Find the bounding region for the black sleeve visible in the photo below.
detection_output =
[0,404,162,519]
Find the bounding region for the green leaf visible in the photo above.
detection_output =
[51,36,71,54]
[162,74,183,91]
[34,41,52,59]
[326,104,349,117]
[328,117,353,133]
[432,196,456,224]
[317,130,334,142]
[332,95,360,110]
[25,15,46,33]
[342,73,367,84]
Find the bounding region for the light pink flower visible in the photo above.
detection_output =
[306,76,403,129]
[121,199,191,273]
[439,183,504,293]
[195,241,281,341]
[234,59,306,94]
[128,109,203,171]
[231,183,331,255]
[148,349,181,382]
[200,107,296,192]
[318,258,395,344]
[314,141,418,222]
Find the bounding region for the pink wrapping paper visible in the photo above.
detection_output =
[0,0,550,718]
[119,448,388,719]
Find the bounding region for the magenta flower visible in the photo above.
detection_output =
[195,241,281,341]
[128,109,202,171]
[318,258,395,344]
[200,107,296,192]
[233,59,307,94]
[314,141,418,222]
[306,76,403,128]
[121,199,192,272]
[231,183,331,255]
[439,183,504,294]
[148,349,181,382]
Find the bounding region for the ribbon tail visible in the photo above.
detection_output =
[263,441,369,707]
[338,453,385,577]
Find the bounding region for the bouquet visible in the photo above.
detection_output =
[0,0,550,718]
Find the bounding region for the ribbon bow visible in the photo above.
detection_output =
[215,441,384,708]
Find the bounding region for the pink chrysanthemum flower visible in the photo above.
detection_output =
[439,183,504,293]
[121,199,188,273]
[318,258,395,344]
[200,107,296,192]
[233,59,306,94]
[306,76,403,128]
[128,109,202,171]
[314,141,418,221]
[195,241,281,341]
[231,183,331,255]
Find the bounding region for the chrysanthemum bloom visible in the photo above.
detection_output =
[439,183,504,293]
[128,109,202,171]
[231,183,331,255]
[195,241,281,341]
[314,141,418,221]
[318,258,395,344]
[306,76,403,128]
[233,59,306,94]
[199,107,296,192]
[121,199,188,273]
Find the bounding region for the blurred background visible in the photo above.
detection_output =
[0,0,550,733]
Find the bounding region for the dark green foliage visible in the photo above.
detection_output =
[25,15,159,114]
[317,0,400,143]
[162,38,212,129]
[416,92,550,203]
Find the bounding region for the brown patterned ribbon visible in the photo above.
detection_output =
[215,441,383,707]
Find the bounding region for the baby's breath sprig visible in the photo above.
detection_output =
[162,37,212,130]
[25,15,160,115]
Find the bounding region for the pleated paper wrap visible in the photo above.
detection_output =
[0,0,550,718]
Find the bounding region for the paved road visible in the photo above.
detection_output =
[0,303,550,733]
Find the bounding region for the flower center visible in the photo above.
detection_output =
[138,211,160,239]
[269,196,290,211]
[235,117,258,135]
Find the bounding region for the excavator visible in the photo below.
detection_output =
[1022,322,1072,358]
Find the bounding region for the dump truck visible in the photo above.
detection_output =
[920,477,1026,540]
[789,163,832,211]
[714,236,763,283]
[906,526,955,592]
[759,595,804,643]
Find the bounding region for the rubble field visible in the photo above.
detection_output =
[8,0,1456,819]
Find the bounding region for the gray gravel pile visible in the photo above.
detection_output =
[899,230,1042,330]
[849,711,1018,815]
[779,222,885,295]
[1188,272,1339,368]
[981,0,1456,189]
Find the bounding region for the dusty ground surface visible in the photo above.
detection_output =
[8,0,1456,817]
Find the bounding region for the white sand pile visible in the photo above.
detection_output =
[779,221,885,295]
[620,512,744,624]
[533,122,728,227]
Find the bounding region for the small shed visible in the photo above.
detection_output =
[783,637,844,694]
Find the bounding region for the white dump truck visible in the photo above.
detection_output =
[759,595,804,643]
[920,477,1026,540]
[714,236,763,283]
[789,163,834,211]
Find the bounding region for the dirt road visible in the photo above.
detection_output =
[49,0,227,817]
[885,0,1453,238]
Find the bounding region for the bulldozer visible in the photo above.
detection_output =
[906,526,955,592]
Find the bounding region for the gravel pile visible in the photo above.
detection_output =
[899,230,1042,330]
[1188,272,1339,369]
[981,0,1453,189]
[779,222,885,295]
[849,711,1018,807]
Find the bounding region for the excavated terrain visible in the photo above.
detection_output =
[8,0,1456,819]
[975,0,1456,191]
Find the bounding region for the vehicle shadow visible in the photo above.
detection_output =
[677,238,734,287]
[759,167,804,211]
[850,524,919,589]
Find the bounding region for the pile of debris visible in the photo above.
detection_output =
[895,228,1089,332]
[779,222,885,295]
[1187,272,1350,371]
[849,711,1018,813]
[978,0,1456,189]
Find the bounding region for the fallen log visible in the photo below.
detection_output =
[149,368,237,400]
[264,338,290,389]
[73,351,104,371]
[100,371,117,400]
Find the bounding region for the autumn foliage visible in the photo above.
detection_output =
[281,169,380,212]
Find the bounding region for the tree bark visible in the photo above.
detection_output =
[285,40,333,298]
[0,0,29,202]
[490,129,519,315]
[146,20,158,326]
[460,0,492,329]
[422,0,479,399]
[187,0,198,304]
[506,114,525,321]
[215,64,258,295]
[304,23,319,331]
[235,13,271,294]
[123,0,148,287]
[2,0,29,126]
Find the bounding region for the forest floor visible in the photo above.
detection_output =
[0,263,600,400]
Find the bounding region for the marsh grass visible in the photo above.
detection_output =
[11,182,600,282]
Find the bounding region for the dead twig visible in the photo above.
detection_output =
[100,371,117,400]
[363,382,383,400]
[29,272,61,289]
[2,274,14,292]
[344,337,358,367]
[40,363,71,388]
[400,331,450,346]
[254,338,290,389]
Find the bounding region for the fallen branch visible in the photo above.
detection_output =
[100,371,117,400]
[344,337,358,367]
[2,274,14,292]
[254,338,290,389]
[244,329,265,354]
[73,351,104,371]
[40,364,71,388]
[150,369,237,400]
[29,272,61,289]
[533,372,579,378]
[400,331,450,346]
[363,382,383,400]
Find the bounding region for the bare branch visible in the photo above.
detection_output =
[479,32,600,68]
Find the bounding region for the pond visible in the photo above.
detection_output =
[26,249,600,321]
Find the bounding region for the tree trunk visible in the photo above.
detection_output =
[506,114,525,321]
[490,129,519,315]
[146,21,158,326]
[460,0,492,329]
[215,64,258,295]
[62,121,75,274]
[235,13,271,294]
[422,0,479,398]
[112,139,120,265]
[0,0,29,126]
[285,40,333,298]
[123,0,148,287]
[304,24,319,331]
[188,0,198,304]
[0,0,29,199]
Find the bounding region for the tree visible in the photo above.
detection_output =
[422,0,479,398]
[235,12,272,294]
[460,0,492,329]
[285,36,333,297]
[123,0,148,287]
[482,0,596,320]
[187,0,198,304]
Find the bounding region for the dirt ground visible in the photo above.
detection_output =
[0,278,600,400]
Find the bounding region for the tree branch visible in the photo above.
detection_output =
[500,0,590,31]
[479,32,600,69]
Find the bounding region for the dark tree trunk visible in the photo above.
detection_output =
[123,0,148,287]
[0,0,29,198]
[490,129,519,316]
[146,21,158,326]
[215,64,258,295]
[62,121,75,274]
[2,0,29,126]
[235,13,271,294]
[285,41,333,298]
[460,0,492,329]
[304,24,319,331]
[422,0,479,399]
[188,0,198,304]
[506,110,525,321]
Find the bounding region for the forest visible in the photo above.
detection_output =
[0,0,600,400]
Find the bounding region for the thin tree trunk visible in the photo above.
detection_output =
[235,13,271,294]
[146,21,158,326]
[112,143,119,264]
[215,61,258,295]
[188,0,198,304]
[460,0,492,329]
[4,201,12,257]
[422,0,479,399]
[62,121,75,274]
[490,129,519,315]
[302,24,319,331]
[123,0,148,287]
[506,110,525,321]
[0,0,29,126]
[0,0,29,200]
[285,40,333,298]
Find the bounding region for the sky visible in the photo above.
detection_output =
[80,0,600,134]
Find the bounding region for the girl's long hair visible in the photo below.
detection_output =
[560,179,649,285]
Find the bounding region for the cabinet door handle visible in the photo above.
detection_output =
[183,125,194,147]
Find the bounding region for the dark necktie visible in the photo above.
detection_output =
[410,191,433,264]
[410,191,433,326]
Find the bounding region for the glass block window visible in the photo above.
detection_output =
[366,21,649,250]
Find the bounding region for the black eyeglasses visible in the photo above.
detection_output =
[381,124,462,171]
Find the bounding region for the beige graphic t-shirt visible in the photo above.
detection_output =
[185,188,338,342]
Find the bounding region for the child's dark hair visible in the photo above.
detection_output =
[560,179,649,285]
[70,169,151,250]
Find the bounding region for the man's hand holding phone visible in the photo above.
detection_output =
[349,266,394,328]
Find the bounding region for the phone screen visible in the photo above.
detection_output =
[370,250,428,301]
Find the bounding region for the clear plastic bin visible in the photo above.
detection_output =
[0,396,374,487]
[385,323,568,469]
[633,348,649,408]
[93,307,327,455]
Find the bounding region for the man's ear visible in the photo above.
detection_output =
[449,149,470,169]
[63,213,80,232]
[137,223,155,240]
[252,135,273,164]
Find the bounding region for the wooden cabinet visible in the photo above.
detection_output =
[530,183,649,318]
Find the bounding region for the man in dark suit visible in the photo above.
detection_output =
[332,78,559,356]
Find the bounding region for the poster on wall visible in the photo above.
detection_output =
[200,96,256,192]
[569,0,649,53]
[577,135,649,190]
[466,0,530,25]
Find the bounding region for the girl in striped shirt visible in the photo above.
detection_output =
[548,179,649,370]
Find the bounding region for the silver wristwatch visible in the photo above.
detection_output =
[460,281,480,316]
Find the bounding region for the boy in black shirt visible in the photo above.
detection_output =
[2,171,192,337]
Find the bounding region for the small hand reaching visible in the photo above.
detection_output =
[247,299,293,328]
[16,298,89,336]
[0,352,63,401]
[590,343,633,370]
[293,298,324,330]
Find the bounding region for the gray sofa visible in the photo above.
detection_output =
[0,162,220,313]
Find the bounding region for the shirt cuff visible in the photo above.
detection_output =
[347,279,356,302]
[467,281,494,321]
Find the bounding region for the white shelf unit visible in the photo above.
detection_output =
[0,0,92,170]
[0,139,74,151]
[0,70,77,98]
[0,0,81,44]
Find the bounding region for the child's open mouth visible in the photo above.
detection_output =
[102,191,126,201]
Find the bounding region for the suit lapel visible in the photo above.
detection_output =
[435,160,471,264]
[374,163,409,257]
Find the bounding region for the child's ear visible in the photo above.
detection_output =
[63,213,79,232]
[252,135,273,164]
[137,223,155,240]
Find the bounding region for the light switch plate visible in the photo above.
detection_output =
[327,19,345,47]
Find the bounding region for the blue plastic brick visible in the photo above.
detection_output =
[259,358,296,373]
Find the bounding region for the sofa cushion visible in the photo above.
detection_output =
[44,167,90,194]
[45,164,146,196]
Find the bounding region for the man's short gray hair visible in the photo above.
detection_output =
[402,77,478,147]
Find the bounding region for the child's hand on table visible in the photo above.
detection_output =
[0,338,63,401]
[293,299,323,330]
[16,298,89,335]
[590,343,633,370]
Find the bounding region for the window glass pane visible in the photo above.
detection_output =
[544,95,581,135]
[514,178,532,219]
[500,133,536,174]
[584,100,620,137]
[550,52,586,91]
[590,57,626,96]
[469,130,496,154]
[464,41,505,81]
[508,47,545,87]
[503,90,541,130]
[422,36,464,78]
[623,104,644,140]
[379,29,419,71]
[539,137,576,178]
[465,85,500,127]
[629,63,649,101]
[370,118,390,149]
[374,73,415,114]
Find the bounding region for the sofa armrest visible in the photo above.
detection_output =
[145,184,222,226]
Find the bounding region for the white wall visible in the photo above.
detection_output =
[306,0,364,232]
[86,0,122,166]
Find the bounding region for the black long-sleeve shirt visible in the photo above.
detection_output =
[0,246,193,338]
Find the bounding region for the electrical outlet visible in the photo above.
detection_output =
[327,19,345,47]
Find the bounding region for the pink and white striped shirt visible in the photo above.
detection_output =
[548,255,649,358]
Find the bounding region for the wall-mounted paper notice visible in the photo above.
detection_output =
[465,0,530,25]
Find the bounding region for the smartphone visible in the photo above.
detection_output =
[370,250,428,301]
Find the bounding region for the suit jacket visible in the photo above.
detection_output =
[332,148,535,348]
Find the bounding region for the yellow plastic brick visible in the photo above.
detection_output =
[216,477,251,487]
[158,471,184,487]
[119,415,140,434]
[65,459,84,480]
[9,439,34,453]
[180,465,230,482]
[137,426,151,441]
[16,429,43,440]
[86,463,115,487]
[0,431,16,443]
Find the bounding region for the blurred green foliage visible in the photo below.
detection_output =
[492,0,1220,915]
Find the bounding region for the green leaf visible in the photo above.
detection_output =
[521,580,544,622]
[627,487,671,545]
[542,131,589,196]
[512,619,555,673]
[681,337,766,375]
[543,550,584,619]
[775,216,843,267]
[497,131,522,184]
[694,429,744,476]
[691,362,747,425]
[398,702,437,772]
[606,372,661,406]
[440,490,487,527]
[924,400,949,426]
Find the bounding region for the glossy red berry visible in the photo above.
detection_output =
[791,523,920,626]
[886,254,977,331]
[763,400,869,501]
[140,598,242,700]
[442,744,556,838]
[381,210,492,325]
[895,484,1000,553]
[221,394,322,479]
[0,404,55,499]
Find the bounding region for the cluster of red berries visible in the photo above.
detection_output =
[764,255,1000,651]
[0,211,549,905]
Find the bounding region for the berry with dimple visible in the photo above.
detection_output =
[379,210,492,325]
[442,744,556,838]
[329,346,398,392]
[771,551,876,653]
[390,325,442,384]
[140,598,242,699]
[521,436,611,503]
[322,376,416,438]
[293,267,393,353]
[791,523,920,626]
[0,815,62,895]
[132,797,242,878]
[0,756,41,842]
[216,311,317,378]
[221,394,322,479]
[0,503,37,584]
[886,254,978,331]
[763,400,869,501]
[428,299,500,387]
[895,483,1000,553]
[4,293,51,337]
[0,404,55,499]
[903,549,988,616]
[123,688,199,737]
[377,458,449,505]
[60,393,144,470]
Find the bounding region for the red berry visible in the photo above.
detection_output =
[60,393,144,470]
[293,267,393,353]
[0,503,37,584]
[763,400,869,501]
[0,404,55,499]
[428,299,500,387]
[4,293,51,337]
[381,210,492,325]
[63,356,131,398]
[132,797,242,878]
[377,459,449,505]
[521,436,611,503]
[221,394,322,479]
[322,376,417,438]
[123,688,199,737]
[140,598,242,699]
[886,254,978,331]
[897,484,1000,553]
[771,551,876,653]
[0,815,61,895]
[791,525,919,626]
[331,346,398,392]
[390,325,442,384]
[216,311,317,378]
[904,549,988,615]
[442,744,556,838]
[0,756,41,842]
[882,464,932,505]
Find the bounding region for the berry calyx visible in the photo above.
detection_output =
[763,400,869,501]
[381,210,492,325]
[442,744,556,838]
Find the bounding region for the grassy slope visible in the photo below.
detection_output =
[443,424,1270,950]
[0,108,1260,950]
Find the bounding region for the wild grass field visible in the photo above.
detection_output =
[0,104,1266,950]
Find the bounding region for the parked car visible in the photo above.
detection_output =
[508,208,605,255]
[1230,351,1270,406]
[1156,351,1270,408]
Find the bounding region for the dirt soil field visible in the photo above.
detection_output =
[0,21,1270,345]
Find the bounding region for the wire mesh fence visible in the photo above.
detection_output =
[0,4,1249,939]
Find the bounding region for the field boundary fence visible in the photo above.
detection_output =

──────────

*WORK TO DO*. Output these lines exactly, from the line containing "Find the bounding region for the light pink" through the line containing "[215,441,383,707]", both included.

*RESULT OF THIS TASK*.
Find the bounding region for the light pink flower visible in the photo above.
detection_output =
[306,76,403,129]
[121,199,191,273]
[439,183,504,293]
[195,241,281,341]
[234,59,306,94]
[128,109,203,171]
[231,183,331,255]
[148,349,181,382]
[200,107,296,192]
[318,258,395,344]
[314,141,418,222]
Find the bounding region for the pink wrapping paper visible in the photo above.
detection_output =
[0,0,550,718]
[119,448,388,719]
Find the bounding region for the magenta flower visible in the photo above.
detection_output =
[195,241,281,341]
[128,109,202,171]
[318,258,395,344]
[200,107,296,192]
[233,59,307,94]
[314,141,418,222]
[306,76,403,128]
[121,199,192,272]
[231,183,331,255]
[439,183,504,294]
[148,349,181,382]
Find the bounding region for the ribbon tail visible in the photo above.
detection_output =
[263,441,369,707]
[338,453,385,577]
Find the bounding region for the bouquet visible in the photo above.
detection_output =
[0,0,550,718]
Find the bounding region for the ribbon bow visible in the photo above.
detection_output =
[215,441,384,708]
Find the bounding region for the pink chrysanthemum flower visible in the photo above.
detection_output =
[439,183,504,293]
[121,199,188,273]
[318,258,395,344]
[200,107,296,192]
[233,59,306,94]
[306,76,403,128]
[128,109,202,171]
[314,141,418,221]
[195,241,281,341]
[231,183,331,255]
Find the bounding region for the chrysanthemum bloom visible in the photo above.
detection_output =
[439,183,504,293]
[128,109,202,171]
[231,183,331,255]
[195,241,281,341]
[314,141,418,221]
[318,258,395,344]
[306,76,403,128]
[233,59,306,94]
[199,107,296,192]
[121,199,188,273]
Find the bounding region for the blurred background visible in the photo above.
detection_output =
[0,0,550,733]
Find the bounding region for the dark green foliage visible in the photo above.
detection_output =
[25,15,159,114]
[317,0,400,143]
[162,38,212,129]
[416,92,550,203]
Find the bounding region for the brown patterned ribbon visible in the photo above.
detection_output =
[215,441,383,707]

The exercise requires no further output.